* begin *
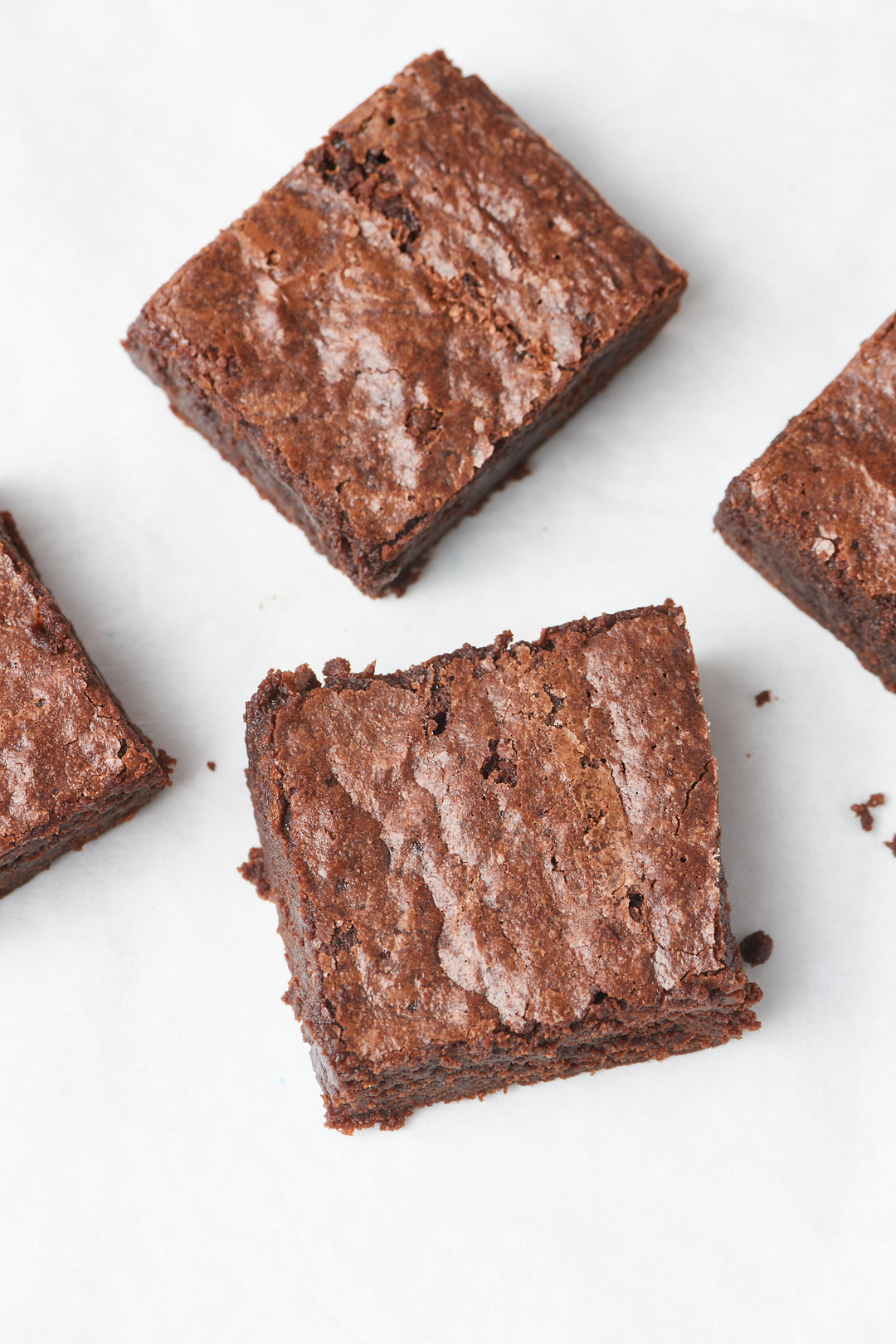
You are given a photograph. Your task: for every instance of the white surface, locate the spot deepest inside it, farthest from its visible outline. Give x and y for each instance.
(164, 1170)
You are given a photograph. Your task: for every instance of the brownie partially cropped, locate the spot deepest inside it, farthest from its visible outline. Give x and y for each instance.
(497, 867)
(398, 323)
(816, 513)
(71, 762)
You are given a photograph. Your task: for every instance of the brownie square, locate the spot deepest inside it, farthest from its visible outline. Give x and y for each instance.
(71, 762)
(501, 866)
(398, 323)
(815, 514)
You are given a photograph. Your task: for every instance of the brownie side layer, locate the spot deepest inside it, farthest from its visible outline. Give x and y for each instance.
(391, 565)
(71, 763)
(391, 329)
(468, 891)
(815, 514)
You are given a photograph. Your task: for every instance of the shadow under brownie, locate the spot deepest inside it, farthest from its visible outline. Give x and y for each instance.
(397, 324)
(815, 515)
(71, 762)
(500, 866)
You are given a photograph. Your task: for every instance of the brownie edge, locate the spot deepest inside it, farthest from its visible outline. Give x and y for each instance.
(71, 762)
(815, 513)
(499, 866)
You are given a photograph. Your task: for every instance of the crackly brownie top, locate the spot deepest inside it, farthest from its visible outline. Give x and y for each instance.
(830, 477)
(500, 838)
(406, 297)
(63, 738)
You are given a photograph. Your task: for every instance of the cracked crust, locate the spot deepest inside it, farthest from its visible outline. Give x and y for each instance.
(492, 854)
(816, 515)
(397, 324)
(71, 763)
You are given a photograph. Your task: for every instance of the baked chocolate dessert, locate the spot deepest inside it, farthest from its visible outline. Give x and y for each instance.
(397, 324)
(71, 763)
(500, 866)
(816, 513)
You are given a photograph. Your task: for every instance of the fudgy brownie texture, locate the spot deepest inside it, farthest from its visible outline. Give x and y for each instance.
(500, 866)
(71, 763)
(816, 516)
(397, 324)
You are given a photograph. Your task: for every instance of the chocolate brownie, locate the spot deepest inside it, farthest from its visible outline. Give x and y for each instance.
(397, 324)
(500, 866)
(71, 763)
(757, 947)
(816, 516)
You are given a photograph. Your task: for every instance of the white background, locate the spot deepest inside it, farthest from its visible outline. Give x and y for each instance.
(164, 1168)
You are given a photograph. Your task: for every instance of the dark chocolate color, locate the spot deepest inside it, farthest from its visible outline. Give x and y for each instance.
(500, 866)
(397, 324)
(861, 810)
(71, 763)
(757, 947)
(816, 513)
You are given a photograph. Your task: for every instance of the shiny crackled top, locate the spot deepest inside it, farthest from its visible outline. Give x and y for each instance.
(499, 838)
(830, 477)
(407, 297)
(63, 739)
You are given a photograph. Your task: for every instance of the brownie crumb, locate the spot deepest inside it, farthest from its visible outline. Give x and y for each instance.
(757, 947)
(863, 813)
(254, 871)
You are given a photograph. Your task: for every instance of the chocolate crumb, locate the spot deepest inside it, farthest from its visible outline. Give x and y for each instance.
(755, 947)
(863, 813)
(254, 871)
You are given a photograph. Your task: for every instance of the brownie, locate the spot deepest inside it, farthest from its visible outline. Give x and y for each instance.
(71, 762)
(497, 867)
(402, 319)
(815, 514)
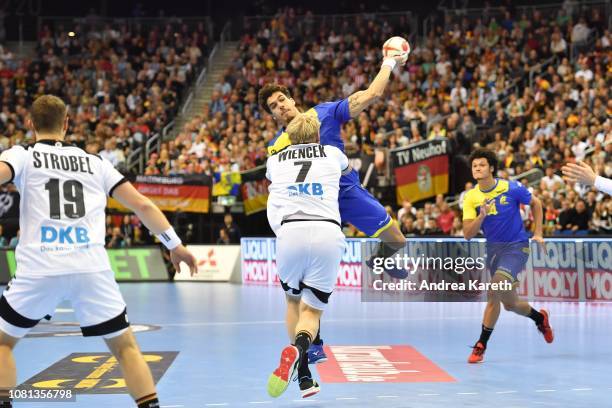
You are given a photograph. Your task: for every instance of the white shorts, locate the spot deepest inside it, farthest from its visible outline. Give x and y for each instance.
(308, 255)
(95, 297)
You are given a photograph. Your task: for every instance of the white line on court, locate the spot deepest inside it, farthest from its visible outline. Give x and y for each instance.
(262, 322)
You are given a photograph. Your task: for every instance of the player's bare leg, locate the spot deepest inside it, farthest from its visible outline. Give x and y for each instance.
(135, 370)
(293, 315)
(295, 356)
(491, 314)
(8, 373)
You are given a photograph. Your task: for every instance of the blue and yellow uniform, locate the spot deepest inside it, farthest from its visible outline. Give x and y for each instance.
(357, 205)
(507, 240)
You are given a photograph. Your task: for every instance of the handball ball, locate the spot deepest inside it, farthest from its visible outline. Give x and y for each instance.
(395, 47)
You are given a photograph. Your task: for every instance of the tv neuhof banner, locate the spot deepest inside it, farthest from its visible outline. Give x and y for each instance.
(187, 193)
(421, 170)
(254, 190)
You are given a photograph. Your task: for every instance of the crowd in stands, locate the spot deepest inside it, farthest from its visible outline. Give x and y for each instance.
(504, 81)
(121, 82)
(532, 86)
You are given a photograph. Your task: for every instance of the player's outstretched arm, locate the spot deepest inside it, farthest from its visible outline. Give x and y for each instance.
(472, 226)
(583, 173)
(6, 174)
(156, 222)
(360, 100)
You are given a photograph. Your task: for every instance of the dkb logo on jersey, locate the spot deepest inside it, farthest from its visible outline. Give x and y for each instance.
(63, 235)
(314, 189)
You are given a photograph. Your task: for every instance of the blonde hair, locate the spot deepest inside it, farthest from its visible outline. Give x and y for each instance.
(48, 114)
(303, 129)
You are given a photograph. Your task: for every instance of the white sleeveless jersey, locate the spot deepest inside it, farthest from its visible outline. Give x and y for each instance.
(305, 180)
(61, 214)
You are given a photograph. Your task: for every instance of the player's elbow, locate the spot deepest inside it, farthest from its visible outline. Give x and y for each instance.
(374, 93)
(144, 205)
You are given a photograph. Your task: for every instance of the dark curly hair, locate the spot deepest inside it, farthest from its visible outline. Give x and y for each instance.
(267, 91)
(488, 154)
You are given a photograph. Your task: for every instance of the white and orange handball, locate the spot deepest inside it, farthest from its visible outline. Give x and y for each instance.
(396, 47)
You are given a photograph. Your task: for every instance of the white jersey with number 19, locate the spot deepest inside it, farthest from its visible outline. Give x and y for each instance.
(61, 214)
(305, 180)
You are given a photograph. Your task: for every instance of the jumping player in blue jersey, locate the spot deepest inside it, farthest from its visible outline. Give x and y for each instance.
(357, 205)
(493, 206)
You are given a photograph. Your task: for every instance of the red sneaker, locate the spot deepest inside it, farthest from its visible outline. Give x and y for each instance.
(545, 328)
(280, 378)
(477, 353)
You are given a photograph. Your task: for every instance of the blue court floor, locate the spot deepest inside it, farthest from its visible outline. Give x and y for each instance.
(228, 338)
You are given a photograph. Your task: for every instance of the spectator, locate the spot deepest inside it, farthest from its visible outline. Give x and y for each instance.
(231, 229)
(224, 238)
(551, 181)
(3, 241)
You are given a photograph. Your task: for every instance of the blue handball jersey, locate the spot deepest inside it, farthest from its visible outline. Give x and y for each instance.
(503, 223)
(357, 206)
(331, 116)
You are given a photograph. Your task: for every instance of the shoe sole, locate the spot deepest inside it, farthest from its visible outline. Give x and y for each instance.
(311, 391)
(318, 361)
(276, 385)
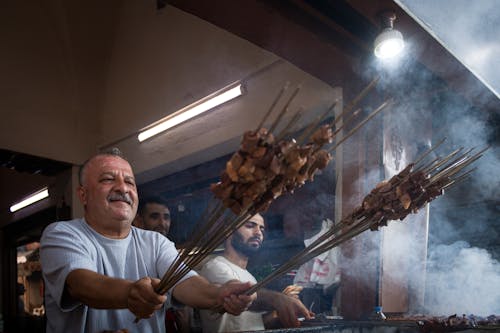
* end *
* Exercise requirements *
Scale the rows from the line with "of the jumping" through the end of the rows. Reproduce each of those lines, requests included, with every x and y coordinate in the answers multiplied by 2.6 and rounded to the nearest whole number, halves rounded up, and leave the pictures out.

* Reply to the task *
You are given a photograph. Your task: for every instance of the jumping player in blue jersey, locate the spot deepest inside it, farthest from its visible outline. Give x and y for each instance.
(928, 533)
(1282, 536)
You are given a photograph. Your task: for every instance of the red sneaker, locate the spot deepest inside it, farthest from its visible outline. Give x and y for each instance.
(1417, 853)
(728, 983)
(1240, 918)
You are given a photograph. Your task: for every instance of the blue court floor, locate the spot deepest inside it, farthest from its visible outline. Give x and y for each instance.
(593, 879)
You are given a photograph. Your task: for every instance of the spectator, locate the spot deepest inside it, farthest from its visible outline. Give x and y for each instance.
(601, 595)
(582, 619)
(1433, 471)
(8, 627)
You are given a photograph. Your task: for every instance of the blue handball jersey, locate the spot deepest inside it, farthest from its visible outline. Give x and y for each instance.
(1308, 580)
(928, 536)
(861, 302)
You are given a photograph. Your task: for every instance of the shoe sole, locate the spot deepest inside it, farthest from its visible outline. Give x and y for each instance.
(809, 1017)
(827, 939)
(718, 1001)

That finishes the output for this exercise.